-- Start Records supplied --

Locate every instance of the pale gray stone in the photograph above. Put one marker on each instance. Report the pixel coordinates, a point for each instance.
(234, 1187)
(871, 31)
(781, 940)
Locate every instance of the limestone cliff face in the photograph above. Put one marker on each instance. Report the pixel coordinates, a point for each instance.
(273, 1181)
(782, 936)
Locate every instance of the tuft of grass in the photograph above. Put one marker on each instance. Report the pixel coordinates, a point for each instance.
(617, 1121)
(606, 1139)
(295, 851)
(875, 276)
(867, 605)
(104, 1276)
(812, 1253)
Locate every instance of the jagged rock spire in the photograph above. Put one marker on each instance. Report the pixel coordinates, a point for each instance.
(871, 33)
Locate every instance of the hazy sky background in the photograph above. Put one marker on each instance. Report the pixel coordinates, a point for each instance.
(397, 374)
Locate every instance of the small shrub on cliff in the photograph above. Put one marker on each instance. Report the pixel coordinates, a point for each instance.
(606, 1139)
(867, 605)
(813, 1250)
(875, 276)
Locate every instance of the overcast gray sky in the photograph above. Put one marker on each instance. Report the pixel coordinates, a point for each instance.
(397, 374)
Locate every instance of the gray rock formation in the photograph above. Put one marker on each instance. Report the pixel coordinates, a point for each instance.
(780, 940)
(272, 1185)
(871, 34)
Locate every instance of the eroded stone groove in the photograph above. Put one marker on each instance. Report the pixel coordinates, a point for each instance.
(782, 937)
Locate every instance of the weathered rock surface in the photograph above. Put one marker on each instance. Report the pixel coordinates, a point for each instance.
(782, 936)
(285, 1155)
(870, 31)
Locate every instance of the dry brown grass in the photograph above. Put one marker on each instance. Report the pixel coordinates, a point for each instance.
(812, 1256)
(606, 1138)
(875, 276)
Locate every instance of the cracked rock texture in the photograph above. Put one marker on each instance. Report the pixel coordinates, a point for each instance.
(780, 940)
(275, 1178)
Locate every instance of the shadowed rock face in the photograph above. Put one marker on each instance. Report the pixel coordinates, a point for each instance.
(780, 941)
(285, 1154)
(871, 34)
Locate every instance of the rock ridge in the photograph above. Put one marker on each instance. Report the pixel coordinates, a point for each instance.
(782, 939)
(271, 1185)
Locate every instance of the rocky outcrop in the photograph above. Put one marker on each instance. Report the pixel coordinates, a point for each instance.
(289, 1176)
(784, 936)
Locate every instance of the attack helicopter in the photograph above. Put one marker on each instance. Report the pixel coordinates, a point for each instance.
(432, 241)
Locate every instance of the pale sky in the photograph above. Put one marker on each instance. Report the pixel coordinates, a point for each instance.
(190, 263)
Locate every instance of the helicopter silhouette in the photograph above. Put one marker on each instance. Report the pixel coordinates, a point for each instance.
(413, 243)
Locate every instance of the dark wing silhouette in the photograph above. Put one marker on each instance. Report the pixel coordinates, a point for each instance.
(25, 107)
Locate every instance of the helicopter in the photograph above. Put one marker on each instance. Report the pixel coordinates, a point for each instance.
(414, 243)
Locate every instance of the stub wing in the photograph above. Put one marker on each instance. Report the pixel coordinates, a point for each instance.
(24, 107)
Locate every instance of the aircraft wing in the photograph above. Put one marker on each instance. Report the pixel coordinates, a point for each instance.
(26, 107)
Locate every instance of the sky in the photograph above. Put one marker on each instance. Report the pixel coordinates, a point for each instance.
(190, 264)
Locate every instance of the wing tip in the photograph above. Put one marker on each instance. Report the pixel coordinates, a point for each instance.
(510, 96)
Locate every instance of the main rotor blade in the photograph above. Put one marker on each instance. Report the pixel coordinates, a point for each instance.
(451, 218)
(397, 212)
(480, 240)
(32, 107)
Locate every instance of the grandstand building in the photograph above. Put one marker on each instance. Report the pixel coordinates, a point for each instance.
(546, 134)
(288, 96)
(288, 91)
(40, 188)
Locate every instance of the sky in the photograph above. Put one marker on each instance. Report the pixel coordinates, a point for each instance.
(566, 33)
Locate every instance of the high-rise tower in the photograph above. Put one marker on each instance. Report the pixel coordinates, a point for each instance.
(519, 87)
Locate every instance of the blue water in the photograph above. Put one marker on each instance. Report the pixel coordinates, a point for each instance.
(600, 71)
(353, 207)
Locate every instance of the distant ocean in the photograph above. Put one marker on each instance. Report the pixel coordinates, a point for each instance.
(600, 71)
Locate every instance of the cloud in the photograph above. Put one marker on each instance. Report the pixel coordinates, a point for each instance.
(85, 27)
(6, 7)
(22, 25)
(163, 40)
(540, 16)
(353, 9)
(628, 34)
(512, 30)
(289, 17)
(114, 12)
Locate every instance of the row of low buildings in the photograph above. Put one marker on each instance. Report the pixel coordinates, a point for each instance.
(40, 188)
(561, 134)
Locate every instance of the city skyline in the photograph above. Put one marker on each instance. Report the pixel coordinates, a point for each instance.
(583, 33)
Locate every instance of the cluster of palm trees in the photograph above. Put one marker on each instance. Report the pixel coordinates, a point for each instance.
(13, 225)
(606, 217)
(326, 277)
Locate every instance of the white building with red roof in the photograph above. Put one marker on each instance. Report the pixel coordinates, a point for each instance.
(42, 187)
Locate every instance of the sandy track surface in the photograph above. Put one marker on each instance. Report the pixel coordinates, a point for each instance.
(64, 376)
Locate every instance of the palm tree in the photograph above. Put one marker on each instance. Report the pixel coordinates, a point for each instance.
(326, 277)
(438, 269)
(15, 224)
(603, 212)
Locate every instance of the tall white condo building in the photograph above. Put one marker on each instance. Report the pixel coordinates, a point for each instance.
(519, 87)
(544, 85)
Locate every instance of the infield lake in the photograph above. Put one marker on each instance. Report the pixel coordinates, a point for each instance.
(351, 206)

-- End Records supplied --

Task brief:
All of the data must be returned exactly.

Expected output:
Locate every instance of the pale gray stone in the photograph above. Put one marker on each instance. Report the pixel coordinates, a point for each instance.
(234, 1187)
(871, 31)
(781, 940)
Locate every instance of the limestone cliff face in the photograph above. Put one marker on each instance. Report the pixel coordinates, a point for each instance.
(273, 1181)
(782, 936)
Locate every instance of the tuft of grass in the photograph above. Put one marker on each instance. Report the pixel coordinates, a point for each instance.
(617, 1121)
(606, 1139)
(295, 851)
(875, 276)
(867, 605)
(104, 1276)
(812, 1253)
Locate every instance of the jagged rock spire in the photograph above. Put one marker on each instance. Report the pixel coordinates, a point for each instance.
(871, 33)
Locate every instance of the hazy sky background in the photograph above. Put one marker on each instance. Report the pixel coordinates, a point for each instance.
(397, 374)
Locate every instance of the small shrub on cliff in the photograph above. Put one marker on each instance. Report the pixel coordinates, a point for each instance.
(606, 1139)
(867, 605)
(813, 1250)
(875, 276)
Locate every instance of the overcast gray sky in the photograph above. Put one marker on each instance. Report the pixel coordinates, a point for each instance.
(397, 374)
Locate every instance of the gray rock formation in the photograph above. Put one marker on each instance. Report the pixel coordinates, a point for each instance.
(780, 940)
(272, 1185)
(871, 34)
Locate every instance of the eroded stone groove in the photograph above. Put one marker on each instance. Report the pixel coordinates, a point for each instance.
(782, 937)
Locate every instance of the weathered rock surface in the photograph above. Put one marker on each instance. Report the pixel coordinates, a point for each instance.
(782, 936)
(285, 1155)
(870, 31)
Locate every instance of the dry brown grass in the photograph above. Put one marker on each instance. Report the pixel coordinates, a point for each instance.
(812, 1256)
(606, 1138)
(875, 276)
Locate every instance of the cracked rock texture in the photograph above. Put one marker on each instance. Report the pixel coordinates, a point for each instance.
(780, 940)
(275, 1178)
Locate every instance of the shadowed rock face in the photograph above. Put one marker on each instance. Report the pixel coordinates, a point for each instance.
(780, 941)
(285, 1154)
(871, 34)
Locate every instance of the rock ridge in the photograph above. Put one marker on each instance. Report the pixel coordinates, a point for each instance.
(782, 939)
(271, 1185)
Locate every instance of the rocky outcrop in the photograph above. Put one marker on each instance. Report the pixel coordinates, a point for each instance.
(289, 1176)
(784, 936)
Locate every instance of the attack helicopter in the photograph above. Put one marker on each instance. Report the pixel coordinates, a point for each instance.
(432, 241)
Locate every instance of the pale sky in the photograph above. Put one marker on each instance. Report the pixel coordinates, a point for each instance.
(190, 263)
Locate every instance of the helicopter silhouette in the photograph above. Put one marker on each instance. Report the pixel coordinates, a point for each instance.
(413, 243)
Locate every instance of the dark wing silhouette in the photograph above. Put one marker on each instance. Report the pixel coordinates, a point for each instance.
(25, 107)
Locate every instance of the helicopter in the photograph above. Put one marker on each instance. Report the pixel coordinates, a point for each instance.
(414, 243)
Locate every instance of the stub wing in the photograph above. Put one marker on each instance. Report the pixel coordinates, a point for each instance.
(24, 107)
Locate every instance of the aircraft wing in the photograph above. Put one marker on each instance. Report the pixel coordinates, a point for each instance.
(26, 107)
Locate every instance of the sky in the photograph above. Put one marker on each instance. Report the pixel coordinates, a point for each instance.
(190, 264)
Locate every instance of the wing tip in the photograph above. Put one marker on each instance. Report the pixel coordinates, a point for each instance.
(510, 96)
Locate every instance of the main rotor blade in the photograph above. Put one marker on each instance. Report the pixel coordinates, a point for each instance.
(451, 218)
(397, 212)
(480, 240)
(32, 107)
Locate every instance of the grandstand building in the photograph above. Put one marker on each instance. Report the pixel coordinates, a point for each instance.
(546, 134)
(288, 96)
(288, 91)
(40, 188)
Locate every instance of the sky in the photograph above. Put one marker on each instance. Report the pixel coordinates, a point for each instance.
(566, 33)
Locate every instance of the high-rise tower in the photograph above. Put one marker on each instance. Report the pixel coordinates, a point for each instance.
(519, 87)
Locate every instance of the blue water in the photograph above. Put one marker on each instance. Report the pixel coordinates, a point for each instance.
(600, 71)
(353, 207)
Locate every instance of the distant ocean in the photograph above. Put one marker on each instance. Report the pixel coordinates, a point for each instance.
(600, 71)
Locate every instance of the cloud in the photograph above. Put one marker on each instance. Report the pixel coordinates, a point for each instance.
(85, 27)
(6, 7)
(22, 25)
(163, 40)
(540, 16)
(353, 9)
(628, 34)
(512, 30)
(289, 17)
(114, 12)
Locate every instance of the row of low buildings in the photograph above. Put one marker on each instance. Report the pixel coordinates, a point for each instance.
(40, 188)
(561, 134)
Locate every instance of the city skyline in the photograph above. Put one marker on each instance. Report the pixel coordinates, a point for each instance.
(583, 33)
Locate every instance of the cluster of palm trees in the photograph above. Put one marker on each instance. Report the pixel coordinates, a point for each instance.
(13, 225)
(606, 217)
(326, 277)
Locate every instance of the white building with red roof in the photograph above. Put one marker on each instance. Report the pixel coordinates, a point for each instance.
(42, 187)
Locate every instance of the sandy track surface in the photograph above. Put one marker on each instance. Report the pixel coordinates, a point for each instance.
(64, 376)
Locate every instance of the palm tree in the photograph above. Put one marker on each instance. Report the pixel coordinates, a point for each instance.
(326, 277)
(438, 269)
(15, 224)
(603, 212)
Locate every instance of the tall white condo building in the photograph above. Put one marker on each instance. Report the pixel coordinates, a point for each instance.
(519, 87)
(544, 85)
Locate every instance of the infield lake in the photograph above. Put one marker on each instance. Report the pixel coordinates, a point for each instance.
(351, 206)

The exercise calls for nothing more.